*Task statement*: Shift every x and y vertex coordinate in the polygon outlines by -26, and write out the data starting at its beginning and ending at the line that contains "125], [81, 116]]]". Keep every other line as it stands, and leave the pictures out.

Collected data
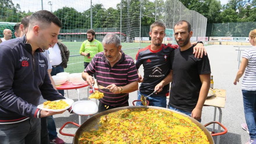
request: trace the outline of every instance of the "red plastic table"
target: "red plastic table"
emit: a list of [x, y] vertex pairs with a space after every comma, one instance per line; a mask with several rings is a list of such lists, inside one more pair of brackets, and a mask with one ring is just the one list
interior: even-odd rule
[[[68, 90], [75, 89], [77, 92], [77, 95], [78, 98], [78, 100], [80, 100], [80, 97], [79, 96], [79, 88], [84, 88], [88, 86], [89, 85], [87, 84], [86, 82], [85, 82], [84, 83], [79, 85], [74, 85], [70, 82], [69, 81], [67, 81], [61, 85], [56, 86], [56, 88], [58, 90], [66, 90], [67, 95], [67, 97], [68, 97]], [[79, 115], [79, 125], [81, 125], [81, 116]]]

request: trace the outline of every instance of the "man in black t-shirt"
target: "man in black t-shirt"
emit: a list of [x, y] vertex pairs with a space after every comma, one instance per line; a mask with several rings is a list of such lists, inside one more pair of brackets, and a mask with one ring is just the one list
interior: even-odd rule
[[192, 54], [194, 46], [190, 38], [193, 32], [188, 22], [182, 20], [177, 22], [174, 29], [179, 47], [170, 56], [173, 75], [168, 75], [159, 85], [165, 86], [172, 80], [168, 104], [170, 109], [200, 121], [210, 88], [209, 59], [207, 56], [198, 58]]
[[[137, 69], [143, 65], [144, 70], [144, 78], [143, 78], [138, 74], [140, 79], [139, 82], [142, 83], [139, 88], [138, 99], [141, 99], [142, 95], [146, 96], [153, 93], [156, 86], [171, 74], [170, 54], [178, 47], [176, 45], [162, 43], [165, 36], [165, 26], [163, 23], [156, 22], [151, 24], [150, 28], [149, 35], [151, 38], [151, 44], [139, 50], [136, 56], [135, 65]], [[202, 44], [195, 42], [193, 44], [197, 45], [194, 49], [195, 56], [199, 58], [200, 56], [202, 57], [204, 52], [206, 54]], [[195, 51], [196, 49], [197, 51], [199, 51], [198, 55]], [[191, 54], [193, 53], [192, 52]], [[162, 90], [149, 97], [147, 100], [150, 102], [150, 105], [166, 108], [166, 97], [169, 95], [169, 83], [159, 89]], [[136, 105], [142, 105], [142, 104], [138, 102]]]

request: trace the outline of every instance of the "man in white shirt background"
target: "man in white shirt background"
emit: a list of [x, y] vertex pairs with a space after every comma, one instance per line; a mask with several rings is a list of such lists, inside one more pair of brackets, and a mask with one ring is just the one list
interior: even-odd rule
[[13, 35], [13, 32], [12, 31], [9, 29], [4, 29], [3, 32], [3, 38], [1, 38], [2, 41], [3, 42], [5, 41], [10, 40], [12, 38], [12, 36]]
[[[52, 69], [51, 72], [51, 76], [60, 72], [64, 72], [64, 68], [67, 67], [70, 51], [64, 44], [58, 42], [48, 49]], [[59, 92], [64, 96], [64, 90], [59, 90]]]

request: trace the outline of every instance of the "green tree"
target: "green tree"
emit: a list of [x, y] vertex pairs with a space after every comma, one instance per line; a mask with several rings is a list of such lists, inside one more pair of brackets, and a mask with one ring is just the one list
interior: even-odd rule
[[237, 22], [238, 16], [234, 10], [231, 9], [226, 9], [220, 14], [221, 23]]

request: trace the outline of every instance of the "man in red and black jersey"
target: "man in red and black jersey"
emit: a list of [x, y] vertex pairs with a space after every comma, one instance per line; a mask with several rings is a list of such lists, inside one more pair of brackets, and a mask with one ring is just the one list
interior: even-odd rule
[[[138, 99], [141, 99], [142, 95], [147, 96], [153, 93], [157, 87], [161, 92], [154, 94], [148, 97], [149, 105], [152, 106], [166, 108], [166, 97], [169, 95], [170, 84], [163, 87], [157, 85], [170, 73], [170, 55], [178, 45], [162, 43], [165, 36], [165, 26], [163, 23], [156, 22], [150, 26], [150, 36], [151, 38], [151, 44], [139, 50], [136, 55], [135, 65], [137, 70], [143, 65], [144, 69], [143, 78], [138, 74], [139, 82], [142, 82], [139, 88]], [[195, 42], [197, 45], [194, 47], [193, 53], [195, 56], [202, 57], [206, 51], [202, 44]], [[160, 90], [159, 90], [160, 91]], [[137, 105], [142, 105], [141, 102], [137, 102]]]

*Complete answer*:
request: trace the outline of every instance of the "red plastic table"
target: "red plastic table"
emit: a list of [x, y] vertex pairs with a space after every comma, one instance per line; a mask with several rings is a list of such lists, inside one more pair of brackets, and a mask with one ring is just the one list
interior: even-odd rule
[[[42, 64], [49, 63], [51, 66], [51, 69], [52, 72], [52, 74], [54, 74], [54, 71], [53, 70], [53, 62], [58, 62], [62, 60], [63, 59], [61, 58], [60, 56], [59, 56], [58, 57], [53, 59], [48, 59], [44, 56], [43, 55], [41, 55], [35, 59], [30, 60], [30, 62], [32, 64], [40, 64], [41, 69], [41, 71], [42, 71]], [[53, 89], [53, 99], [55, 99], [55, 90]]]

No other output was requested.